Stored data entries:
"""

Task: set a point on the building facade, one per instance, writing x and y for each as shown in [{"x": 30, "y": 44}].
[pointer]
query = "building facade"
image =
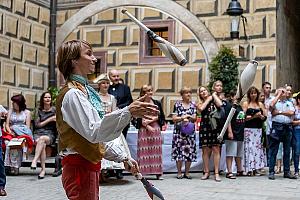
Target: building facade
[{"x": 119, "y": 44}]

"""

## [WORK TO BE COMPLETED]
Please print all the data above word for word. Pictures should not appear in the copy.

## [REPLY]
Task: set a point on the building facade, one per instance, writing x and y for each as shown in [{"x": 30, "y": 44}].
[pointer]
query = "building facade"
image =
Target: building facade
[{"x": 119, "y": 44}]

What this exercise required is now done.